### Aim of the task
Retype the records below exactly. Leave nothing out.

BEGIN Data records

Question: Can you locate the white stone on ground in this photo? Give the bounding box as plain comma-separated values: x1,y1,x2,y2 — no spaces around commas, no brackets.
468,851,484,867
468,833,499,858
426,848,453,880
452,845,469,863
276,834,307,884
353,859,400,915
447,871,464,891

END Data records

### Exercise output
Question: Can you locate the white stone on ground in this photo? Give the bounding box as plain comma-separated values: x1,y1,x2,y2 — no spaces around commas, no brackets.
468,851,484,867
468,833,499,858
426,848,453,880
452,845,469,863
276,834,307,884
353,859,400,915
447,871,464,891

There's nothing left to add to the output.